== RECORDS FOR THE TASK ==
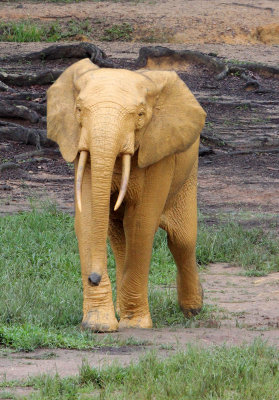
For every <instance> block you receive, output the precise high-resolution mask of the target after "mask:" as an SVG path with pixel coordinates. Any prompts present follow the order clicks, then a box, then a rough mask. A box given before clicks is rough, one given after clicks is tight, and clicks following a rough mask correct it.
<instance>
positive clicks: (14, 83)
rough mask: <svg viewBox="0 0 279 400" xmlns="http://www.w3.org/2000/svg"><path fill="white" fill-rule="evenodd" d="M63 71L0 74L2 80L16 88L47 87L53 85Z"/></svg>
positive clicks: (48, 70)
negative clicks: (29, 73)
mask: <svg viewBox="0 0 279 400" xmlns="http://www.w3.org/2000/svg"><path fill="white" fill-rule="evenodd" d="M62 72H63V70H53V71H49V70H47V71H44V72H39V73H38V74H8V73H6V72H0V80H1V81H3V82H4V83H8V84H10V85H15V86H31V85H47V84H50V83H53V82H54V81H55V80H56V79H57V78H58V77H59V76H60V75H61V74H62Z"/></svg>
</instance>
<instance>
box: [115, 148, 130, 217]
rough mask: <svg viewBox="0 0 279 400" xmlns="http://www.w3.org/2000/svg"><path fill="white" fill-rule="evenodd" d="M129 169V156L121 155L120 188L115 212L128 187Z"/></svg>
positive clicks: (129, 173)
mask: <svg viewBox="0 0 279 400" xmlns="http://www.w3.org/2000/svg"><path fill="white" fill-rule="evenodd" d="M130 169H131V154H123V157H122V177H121V186H120V191H119V195H118V199H117V201H116V203H115V206H114V211H116V210H117V209H118V208H119V207H120V205H121V203H122V201H123V199H124V197H125V194H126V191H127V187H128V182H129V176H130Z"/></svg>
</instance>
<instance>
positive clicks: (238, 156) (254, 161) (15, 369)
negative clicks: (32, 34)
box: [0, 0, 279, 394]
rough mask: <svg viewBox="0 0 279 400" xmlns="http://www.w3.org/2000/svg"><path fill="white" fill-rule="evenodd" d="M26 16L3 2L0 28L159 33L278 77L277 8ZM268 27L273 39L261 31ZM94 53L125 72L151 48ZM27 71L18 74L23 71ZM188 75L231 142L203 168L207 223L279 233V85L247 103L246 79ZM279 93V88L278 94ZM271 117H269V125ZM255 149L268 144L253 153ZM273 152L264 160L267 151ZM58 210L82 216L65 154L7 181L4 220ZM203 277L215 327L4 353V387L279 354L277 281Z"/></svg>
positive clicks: (200, 166)
mask: <svg viewBox="0 0 279 400" xmlns="http://www.w3.org/2000/svg"><path fill="white" fill-rule="evenodd" d="M21 5H22V8H19V3H1V7H0V18H3V19H6V20H11V19H19V18H24V19H26V17H28V18H42V17H41V16H42V15H44V19H46V20H51V19H56V18H57V17H60V18H62V17H63V18H64V17H67V16H68V17H69V18H72V17H75V18H79V19H84V18H89V17H90V18H93V17H94V18H99V19H103V18H105V19H106V21H108V23H111V22H113V23H119V22H123V21H124V22H126V21H128V22H131V23H133V26H135V27H136V32H138V35H139V37H142V36H141V35H143V32H145V33H146V31H149V30H151V29H153V31H152V35H153V36H154V37H158V38H159V39H160V40H159V39H158V43H159V42H160V43H161V44H163V45H164V46H168V47H170V48H173V49H186V48H187V49H195V50H199V51H203V52H206V53H215V54H218V55H219V56H220V57H224V58H227V59H238V60H241V61H254V62H256V61H258V62H264V63H265V64H268V65H273V66H276V65H277V64H278V60H279V47H278V43H279V40H278V42H276V40H277V39H276V37H277V36H276V35H277V34H278V32H277V30H276V26H278V24H279V2H277V1H272V0H263V1H252V0H245V1H243V2H241V3H232V2H230V1H228V0H223V1H222V2H221V1H217V0H213V1H200V0H197V1H182V0H171V1H158V2H140V3H134V2H122V3H109V2H101V3H95V2H84V3H78V4H67V5H57V4H54V3H48V4H47V3H44V4H40V5H39V6H38V4H34V3H26V2H22V4H21ZM151 26H152V28H151ZM266 26H267V27H269V28H268V29H267V28H265V29H261V27H266ZM156 35H157V36H156ZM162 39H164V40H162ZM94 43H95V42H94ZM96 44H97V45H98V46H99V47H100V48H101V49H102V50H104V51H105V52H106V53H107V55H108V57H110V58H113V59H118V60H122V61H123V62H126V61H127V60H128V61H129V60H134V59H136V58H137V56H138V50H139V48H140V47H142V43H138V42H133V43H120V42H118V43H100V42H98V43H96ZM156 44H157V43H156ZM48 45H49V44H42V43H36V44H33V43H32V44H18V43H17V44H14V43H0V51H1V53H2V55H11V54H16V53H18V52H20V53H22V54H24V53H27V52H29V51H31V50H32V51H33V50H34V49H37V50H39V49H42V48H43V47H45V46H48ZM145 45H146V43H145ZM152 45H154V41H153V42H152ZM20 68H22V67H21V66H17V70H19V69H20ZM179 73H180V74H181V77H182V78H183V79H184V78H185V79H184V80H185V81H186V82H187V84H189V86H190V88H191V89H192V90H193V91H194V93H195V94H196V96H197V97H198V99H199V100H200V101H201V102H204V107H205V108H206V111H207V112H208V121H209V124H208V126H207V128H206V129H207V130H210V128H211V127H212V124H213V128H216V129H214V131H215V132H217V133H216V134H219V135H220V137H223V138H225V139H224V140H225V141H226V140H227V143H226V146H224V147H222V146H218V145H216V143H215V142H212V143H209V145H210V147H211V148H212V149H213V150H214V153H213V154H210V155H207V156H205V157H201V158H200V168H199V183H198V185H199V187H198V190H199V194H198V201H199V208H200V210H201V212H202V213H203V214H204V215H205V218H206V221H208V223H212V221H216V219H218V218H219V217H220V215H224V216H225V217H231V218H235V219H237V220H239V221H240V222H241V223H242V224H244V225H245V226H247V227H252V226H262V227H263V228H264V229H265V230H267V231H270V230H272V231H273V232H275V233H276V234H278V226H279V221H278V213H279V184H278V183H279V163H278V152H276V149H277V150H278V147H279V141H278V138H279V132H278V124H279V119H278V104H279V103H278V100H277V94H276V93H278V91H277V90H278V88H279V85H278V81H276V80H272V81H271V80H270V79H268V78H263V77H258V78H259V79H260V80H261V84H262V85H263V86H264V87H266V88H268V90H267V92H266V93H265V94H261V95H260V96H258V95H257V94H255V93H246V92H244V91H243V85H242V84H241V82H240V81H239V80H238V79H237V77H230V78H229V79H227V80H224V81H222V82H221V83H218V84H217V83H216V82H213V78H212V79H211V77H210V76H209V78H208V71H207V78H206V79H205V78H204V77H203V76H202V75H201V73H200V71H197V70H195V71H190V72H189V71H183V70H180V71H179ZM191 85H192V86H191ZM270 86H272V87H274V88H275V89H274V91H273V92H271V91H270ZM215 97H218V98H219V99H222V101H223V102H224V101H227V103H230V102H231V100H230V99H232V98H233V99H235V98H237V99H238V100H239V99H240V100H241V101H250V102H252V103H251V104H252V110H250V111H251V112H249V113H248V114H247V110H246V109H245V107H242V108H241V107H240V108H238V109H235V108H233V109H232V108H229V107H227V106H224V104H223V105H222V104H221V105H220V104H218V105H217V106H216V107H215V105H214V104H211V103H212V102H210V101H209V100H208V99H214V98H215ZM228 98H229V100H228ZM226 99H227V100H226ZM202 104H203V103H202ZM230 104H231V103H230ZM222 107H223V108H222ZM226 107H227V108H226ZM265 115H268V121H267V120H265V119H266V118H265ZM233 119H237V120H239V121H241V127H243V126H245V129H240V125H239V126H236V125H235V124H234V123H232V120H233ZM264 120H265V121H264ZM263 121H264V122H263ZM214 124H215V125H214ZM258 132H260V133H258ZM262 135H264V136H266V137H268V138H269V143H267V144H265V145H266V146H267V147H266V148H265V147H264V146H265V145H264V146H263V145H262V144H261V143H262V142H261V137H262ZM255 138H258V139H257V140H258V141H256V142H255V141H254V142H253V140H254V139H255ZM232 143H233V146H232V145H231V144H232ZM206 144H207V145H208V143H206ZM263 148H264V149H265V150H266V151H264V152H261V151H260V150H262V149H263ZM251 149H252V150H253V151H251ZM34 150H35V148H34V147H33V146H30V145H24V144H18V143H14V142H11V141H7V140H5V141H3V140H2V141H0V158H1V162H3V161H11V160H14V158H15V157H16V156H19V157H20V155H22V154H23V153H25V152H30V151H34ZM238 150H239V151H238ZM243 150H244V153H243ZM245 150H247V151H246V152H245ZM241 151H242V153H241ZM19 159H20V158H19ZM49 201H54V202H56V203H57V204H58V207H59V208H60V209H62V210H64V211H66V212H70V213H73V169H72V167H71V165H68V164H66V163H65V162H64V161H63V160H62V159H61V156H60V155H59V154H58V153H53V154H51V155H49V154H43V155H42V154H40V155H37V156H36V155H35V156H32V157H30V159H27V160H26V162H24V163H22V164H21V166H20V168H17V169H16V170H14V169H11V170H5V171H3V172H2V175H1V177H0V214H1V215H5V214H9V213H14V212H18V211H23V210H28V209H30V207H32V205H34V204H36V205H39V206H40V205H42V203H44V202H49ZM201 276H202V282H203V287H204V289H205V303H207V304H216V305H218V307H219V308H220V310H221V311H220V313H219V315H218V316H216V319H214V320H212V321H211V320H210V321H202V322H200V323H199V324H196V325H195V326H193V327H192V328H189V329H180V328H179V329H154V330H151V331H150V330H132V329H131V330H125V331H122V332H119V333H116V334H115V335H119V336H120V337H122V338H127V337H131V336H132V337H134V338H137V339H141V340H145V341H146V344H145V345H143V346H135V347H133V346H129V347H120V348H118V349H115V348H106V349H92V350H91V351H74V350H61V349H58V350H56V349H55V350H53V349H40V350H37V351H35V352H32V353H28V354H23V353H3V354H2V355H1V356H0V379H1V380H3V379H7V380H10V379H20V378H26V377H27V376H29V375H31V376H32V375H36V374H40V373H52V374H53V373H55V372H56V371H57V372H58V373H59V374H60V375H61V376H67V375H72V374H76V373H77V372H78V368H79V366H80V365H81V362H82V360H83V359H84V358H86V359H87V360H88V361H89V363H90V365H92V366H93V365H94V366H100V365H104V364H106V363H110V362H112V361H115V360H116V361H118V362H120V363H121V364H124V365H125V364H128V363H129V362H130V361H132V360H137V359H138V358H139V357H140V356H141V355H142V354H143V353H145V352H146V351H149V350H152V349H156V350H157V351H158V353H159V354H160V355H162V356H166V355H168V354H172V353H173V352H174V351H176V350H177V349H179V348H183V346H185V344H187V343H195V344H199V345H201V346H208V345H212V344H213V345H215V344H217V345H220V344H228V345H232V344H236V345H240V344H242V343H250V342H251V341H253V340H254V339H255V338H258V337H260V338H262V339H264V340H267V341H268V342H269V343H270V344H273V345H276V346H279V308H278V297H279V273H274V274H271V275H269V276H267V277H259V278H255V277H244V276H242V275H241V270H240V268H238V267H235V266H232V265H228V264H214V265H210V266H209V267H208V270H207V271H205V272H202V274H201ZM19 394H20V393H19ZM21 394H22V393H21Z"/></svg>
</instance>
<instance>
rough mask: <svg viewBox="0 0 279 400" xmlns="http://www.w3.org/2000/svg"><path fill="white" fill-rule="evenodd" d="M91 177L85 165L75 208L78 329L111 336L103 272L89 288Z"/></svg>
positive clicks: (106, 270)
mask: <svg viewBox="0 0 279 400" xmlns="http://www.w3.org/2000/svg"><path fill="white" fill-rule="evenodd" d="M91 221H92V218H91V176H90V167H89V166H88V165H87V166H86V169H85V172H84V177H83V184H82V212H81V213H80V212H79V210H78V208H77V207H76V218H75V230H76V235H77V238H78V245H79V254H80V262H81V275H82V283H83V320H82V327H83V328H89V329H92V330H93V331H96V332H111V331H116V330H117V329H118V322H117V319H116V318H115V312H114V306H113V302H112V292H111V284H110V280H109V277H108V273H107V269H106V268H105V270H104V273H103V275H102V279H101V282H100V284H99V286H91V285H90V284H89V281H88V276H89V274H90V266H91V265H92V262H91V250H90V247H91V245H92V243H93V240H94V238H93V237H92V232H91Z"/></svg>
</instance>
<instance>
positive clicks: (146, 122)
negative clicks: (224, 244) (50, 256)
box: [48, 59, 205, 331]
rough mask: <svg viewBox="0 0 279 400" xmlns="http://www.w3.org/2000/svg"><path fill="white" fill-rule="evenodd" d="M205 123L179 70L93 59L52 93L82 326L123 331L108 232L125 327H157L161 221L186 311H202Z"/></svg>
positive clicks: (73, 68) (66, 79)
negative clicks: (195, 248) (200, 140)
mask: <svg viewBox="0 0 279 400" xmlns="http://www.w3.org/2000/svg"><path fill="white" fill-rule="evenodd" d="M204 120H205V112H204V111H203V109H202V108H201V107H200V105H199V104H198V102H197V101H196V100H195V98H194V96H193V95H192V94H191V92H190V91H189V89H188V88H187V87H186V85H185V84H184V83H183V82H182V81H181V80H180V79H179V78H178V76H177V75H176V74H175V73H174V72H165V71H160V72H159V71H136V72H131V71H127V70H113V69H99V68H98V67H96V66H95V65H94V64H92V63H91V62H90V61H89V60H88V59H86V60H82V61H79V62H77V63H75V64H73V65H72V66H71V67H69V68H68V69H67V70H66V71H65V72H64V73H63V74H62V75H61V76H60V77H59V79H58V80H57V81H56V82H55V83H54V84H53V85H52V86H51V87H50V89H49V90H48V137H50V138H51V139H52V140H55V141H56V142H57V143H58V144H59V147H60V150H61V153H62V155H63V157H64V158H65V159H66V160H67V161H70V162H72V161H74V162H75V191H76V193H75V199H76V201H75V207H76V217H75V230H76V235H77V238H78V244H79V253H80V260H81V271H82V280H83V290H84V293H83V294H84V301H83V322H82V325H83V326H84V327H88V328H90V329H92V330H94V331H114V330H117V329H118V321H117V319H116V317H115V311H114V306H113V302H112V293H111V285H110V280H109V277H108V274H107V254H106V240H107V236H109V240H110V243H111V247H112V250H113V253H114V257H115V260H116V279H117V309H118V313H119V315H120V323H119V324H120V326H121V327H141V328H151V327H152V320H151V317H150V312H149V306H148V293H147V287H148V273H149V265H150V258H151V252H152V244H153V239H154V235H155V232H156V230H157V229H158V227H159V226H160V227H161V228H163V229H164V230H166V232H167V234H168V246H169V248H170V251H171V253H172V254H173V257H174V260H175V263H176V265H177V291H178V302H179V305H180V307H181V309H182V311H183V312H184V314H185V315H186V316H189V315H191V314H195V313H197V312H198V311H199V310H200V309H201V306H202V290H201V286H200V283H199V277H198V272H197V267H196V256H195V245H196V235H197V200H196V191H197V167H198V147H199V136H200V132H201V130H202V127H203V125H204ZM115 202H116V205H115V206H114V204H115Z"/></svg>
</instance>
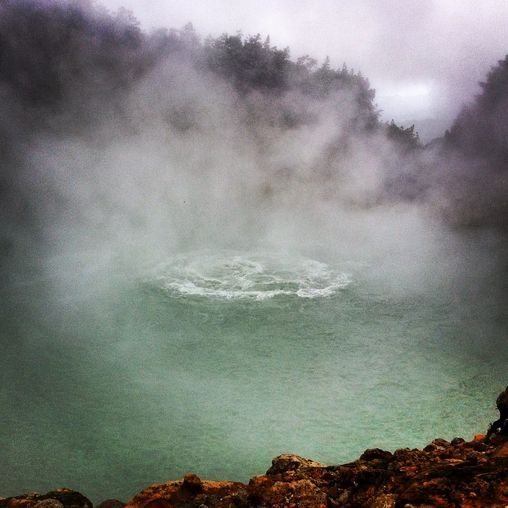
===
Lines that include the word "rough" are to be extracted from the data above.

RESPONSE:
For every <instance> block you receive, output the precise high-resolution mask of the target after "mask:" as an SVG path with pixel coordinates. Any prompts present follow the order clicks, then a box, then a rough mask. A box given before clicks is rough, one given after clicks is tight, and clicks following a rough mask correct it.
rough mask: <svg viewBox="0 0 279 400" xmlns="http://www.w3.org/2000/svg"><path fill="white" fill-rule="evenodd" d="M63 71L0 74L2 80L16 88L47 87L53 85Z"/></svg>
rough mask: <svg viewBox="0 0 279 400" xmlns="http://www.w3.org/2000/svg"><path fill="white" fill-rule="evenodd" d="M129 169V156L121 155L120 188L115 212L128 187Z"/></svg>
rough mask: <svg viewBox="0 0 279 400" xmlns="http://www.w3.org/2000/svg"><path fill="white" fill-rule="evenodd" d="M26 16L3 2L0 28L159 33L278 77L277 8ZM268 27L273 39L261 31ZM94 53L125 72L151 48ZM27 71L18 74L23 71ZM188 75L231 142L203 168L207 223L279 233V85L247 103L246 79ZM279 93V88L278 94ZM271 117H269V125ZM255 149L268 144L253 153ZM273 152L264 160L267 151ZM58 210L82 216L65 154L7 181L4 220ZM203 277L215 327L4 353V387L279 354L277 281Z"/></svg>
rough mask: <svg viewBox="0 0 279 400" xmlns="http://www.w3.org/2000/svg"><path fill="white" fill-rule="evenodd" d="M91 177L85 165L75 208L78 329L111 336L103 272L89 288Z"/></svg>
rough mask: <svg viewBox="0 0 279 400" xmlns="http://www.w3.org/2000/svg"><path fill="white" fill-rule="evenodd" d="M205 123L179 70L93 59L52 93L82 326L123 331L108 232L125 327H157L161 221L186 311H202Z"/></svg>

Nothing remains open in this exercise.